◆ TEXTE À LIRE
'''
LE CONGRES EXTRAORDINAIRE DU CNDD-FDD AURA LIEU LE 06 FEVRIER 2007

 

Burundi News le 30 janvier 2007

 

Par Gratien Rukindikiza

 

 

Les choses se précisent de plus en plus dans la crise qui secoue le parti CNDD-FDD depuis exactement deux semaines. Rappelons que quelques jours après le déclenchement de la crise, les partisans de la tenue d’un congrès extraordinaire avaient recueilli plus de 80% des signatures appuyant la tenue d’un congrès extraordinaire. De ce groupe s’est dégagé un comité chargé d’organiser le congrès le 6 février 2007. A la tête de ce comité, le député Léonidas Habonimana, un ancien officier FDD aujourd’hui démobilisé.

 

Dans l’autre camp dit de Radjabu, il s’était formé un autre comité chargé d’organiser un autre  congrès pour le 24 février 2007. Il faut rappeler en passant que dès le début de la crise, toutes les manœuvres ont été essayées visant à ce que ce congrès ne puisse jamais avoir lieu. C’est lorsque le camp de Radjabu a constaté que ce sont surtout les officiers de l’armée et de la police qui sont très virulents contre lui qu’il a compris que l’heure de la fin de la récréation avait sonné et qu’il n’avait aucune chance de stopper le rouleau compresseur qui était en marche pour le broyer s’il continuait à s’obstiner. Il a donc accepté le principe de la tenue d’un congrès et l’a fixé le plus loin possible, question de gagner du temps.

 

Le camp dit de Radjabu avait alors mis sur pieds un comité chargé d’organiser ce congrès le 24 février et dirigé  Martin Mbazumutima, Chef de Cabinet Civil du Président de la République. On comprend facilement comment le Président de la République était contrôlé par Radjabu.
'''
◆ TÂCHE COURTE A
Pour chacune des affirmations suivantes, indiquez si elle concorde avec l'article sur la crise du CNDD-FDD, et citez les mots du texte qui le montrent. (i) Le comité chargé du congrès du 6 février est dirigé par Léonidas Habonimana. (ii) Les partisans du congrès extraordinaire ont recueilli moins de la moitié des signatures. (iii) Le camp de Radjabu a prévu son congrès pour le 24 février.
◆ TÂCHE COURTE B
Recopiez le passage de l'article sur la crise du CNDD-FDD en commençant à "Par Gratien Rukindikiza" et en terminant à "FDD aujourd’hui démobilisé.", puis remplacez-y "comité" par "groupe de travail".
◆ TÂCHE COURTE C
Selon l'article sur la crise du CNDD-FDD, qui dirige le comité formé par le camp de Radjabu pour organiser le congrès du 24 février ?

◆ DONNÉES PRÉSENTÉES
'''
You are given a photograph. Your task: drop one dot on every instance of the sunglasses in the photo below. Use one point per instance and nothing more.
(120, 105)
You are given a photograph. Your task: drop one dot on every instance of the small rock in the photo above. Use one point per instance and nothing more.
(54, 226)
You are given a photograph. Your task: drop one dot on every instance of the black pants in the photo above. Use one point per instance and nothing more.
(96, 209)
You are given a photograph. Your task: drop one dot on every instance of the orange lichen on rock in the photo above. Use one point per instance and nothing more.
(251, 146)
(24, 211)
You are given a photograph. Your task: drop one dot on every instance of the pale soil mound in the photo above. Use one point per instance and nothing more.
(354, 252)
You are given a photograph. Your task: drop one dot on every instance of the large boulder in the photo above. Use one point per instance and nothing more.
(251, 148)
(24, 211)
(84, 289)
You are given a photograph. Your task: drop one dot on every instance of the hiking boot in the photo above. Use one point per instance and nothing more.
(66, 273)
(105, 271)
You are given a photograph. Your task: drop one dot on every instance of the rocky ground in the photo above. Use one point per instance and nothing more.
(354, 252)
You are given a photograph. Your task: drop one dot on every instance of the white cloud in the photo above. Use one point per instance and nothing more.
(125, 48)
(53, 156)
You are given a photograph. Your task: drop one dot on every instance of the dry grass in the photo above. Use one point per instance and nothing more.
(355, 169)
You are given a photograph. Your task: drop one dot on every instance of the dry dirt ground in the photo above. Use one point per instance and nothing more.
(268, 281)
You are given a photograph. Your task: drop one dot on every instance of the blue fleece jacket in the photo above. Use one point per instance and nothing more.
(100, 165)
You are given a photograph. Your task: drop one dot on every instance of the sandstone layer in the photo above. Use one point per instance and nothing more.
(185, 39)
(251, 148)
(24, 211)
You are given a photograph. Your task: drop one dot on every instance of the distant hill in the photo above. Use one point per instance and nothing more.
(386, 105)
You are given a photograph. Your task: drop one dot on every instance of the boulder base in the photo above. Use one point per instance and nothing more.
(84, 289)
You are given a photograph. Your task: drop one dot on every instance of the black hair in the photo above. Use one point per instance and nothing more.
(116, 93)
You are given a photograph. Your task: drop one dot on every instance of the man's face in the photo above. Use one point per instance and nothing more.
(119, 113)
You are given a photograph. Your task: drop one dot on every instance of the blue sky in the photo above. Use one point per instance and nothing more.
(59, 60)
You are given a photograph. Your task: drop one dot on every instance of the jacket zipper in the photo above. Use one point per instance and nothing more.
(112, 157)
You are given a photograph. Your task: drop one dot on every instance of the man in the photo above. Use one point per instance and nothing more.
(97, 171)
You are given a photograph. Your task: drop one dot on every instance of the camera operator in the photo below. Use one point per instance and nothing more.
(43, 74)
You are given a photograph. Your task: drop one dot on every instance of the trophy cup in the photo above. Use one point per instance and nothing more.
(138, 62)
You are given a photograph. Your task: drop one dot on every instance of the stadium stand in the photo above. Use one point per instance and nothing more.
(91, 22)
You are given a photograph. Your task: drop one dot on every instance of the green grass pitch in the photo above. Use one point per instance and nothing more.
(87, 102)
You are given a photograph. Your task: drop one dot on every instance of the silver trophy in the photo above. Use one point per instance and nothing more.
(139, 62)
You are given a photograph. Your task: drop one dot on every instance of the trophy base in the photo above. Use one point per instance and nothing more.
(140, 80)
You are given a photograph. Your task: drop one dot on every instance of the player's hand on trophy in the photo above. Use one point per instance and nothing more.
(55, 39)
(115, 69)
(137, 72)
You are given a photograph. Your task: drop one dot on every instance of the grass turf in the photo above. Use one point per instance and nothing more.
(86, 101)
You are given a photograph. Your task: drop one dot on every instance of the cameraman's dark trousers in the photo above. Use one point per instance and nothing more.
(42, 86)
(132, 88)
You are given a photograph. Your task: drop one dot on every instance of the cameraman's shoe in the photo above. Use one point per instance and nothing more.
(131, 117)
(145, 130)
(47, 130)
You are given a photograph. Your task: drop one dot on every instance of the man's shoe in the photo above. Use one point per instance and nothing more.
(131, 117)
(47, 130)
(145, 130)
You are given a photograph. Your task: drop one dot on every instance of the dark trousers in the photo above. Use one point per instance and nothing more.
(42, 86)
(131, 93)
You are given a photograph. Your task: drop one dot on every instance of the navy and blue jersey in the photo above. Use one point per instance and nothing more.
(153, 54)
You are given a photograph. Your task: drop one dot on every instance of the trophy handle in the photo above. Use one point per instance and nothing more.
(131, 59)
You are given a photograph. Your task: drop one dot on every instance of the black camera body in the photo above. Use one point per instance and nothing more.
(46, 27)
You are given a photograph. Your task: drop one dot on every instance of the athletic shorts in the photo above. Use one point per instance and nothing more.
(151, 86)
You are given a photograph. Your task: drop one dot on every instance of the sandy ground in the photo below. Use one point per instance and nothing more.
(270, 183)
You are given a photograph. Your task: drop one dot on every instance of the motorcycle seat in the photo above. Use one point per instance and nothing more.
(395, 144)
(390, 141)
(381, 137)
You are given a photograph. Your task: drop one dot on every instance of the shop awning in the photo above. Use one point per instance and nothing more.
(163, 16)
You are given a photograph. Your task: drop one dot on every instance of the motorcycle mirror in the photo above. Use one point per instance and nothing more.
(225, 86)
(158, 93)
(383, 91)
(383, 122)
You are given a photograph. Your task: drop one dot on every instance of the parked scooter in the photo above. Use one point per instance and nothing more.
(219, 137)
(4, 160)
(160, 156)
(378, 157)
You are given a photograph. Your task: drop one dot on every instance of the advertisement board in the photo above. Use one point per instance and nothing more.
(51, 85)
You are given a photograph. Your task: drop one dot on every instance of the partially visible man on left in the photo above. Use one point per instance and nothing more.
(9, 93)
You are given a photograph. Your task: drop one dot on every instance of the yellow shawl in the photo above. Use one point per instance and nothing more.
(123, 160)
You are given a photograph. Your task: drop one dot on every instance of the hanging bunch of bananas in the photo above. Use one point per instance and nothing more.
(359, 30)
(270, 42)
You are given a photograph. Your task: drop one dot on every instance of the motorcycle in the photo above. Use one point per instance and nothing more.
'''
◆ RÉPONSE ÉCRITE A
(i) Oui : « A la tête de ce comité, le député Léonidas Habonimana ».
(ii) Non : « avaient recueilli plus de 80% des signatures ».
(iii) Oui : « chargé d’organiser ce congrès le 24 février ».

◆ RÉPONSE ÉCRITE B
Par Gratien Rukindikiza

 

 

Les choses se précisent de plus en plus dans la crise qui secoue le parti CNDD-FDD depuis exactement deux semaines. Rappelons que quelques jours après le déclenchement de la crise, les partisans de la tenue d’un congrès extraordinaire avaient recueilli plus de 80% des signatures appuyant la tenue d’un congrès extraordinaire. De ce groupe s’est dégagé un groupe de travail chargé d’organiser le congrès le 6 février 2007. A la tête de ce groupe de travail, le député Léonidas Habonimana, un ancien officier FDD aujourd’hui démobilisé.

◆ RÉPONSE ÉCRITE C
Martin Mbazumutima, Chef de Cabinet Civil du Président de la République.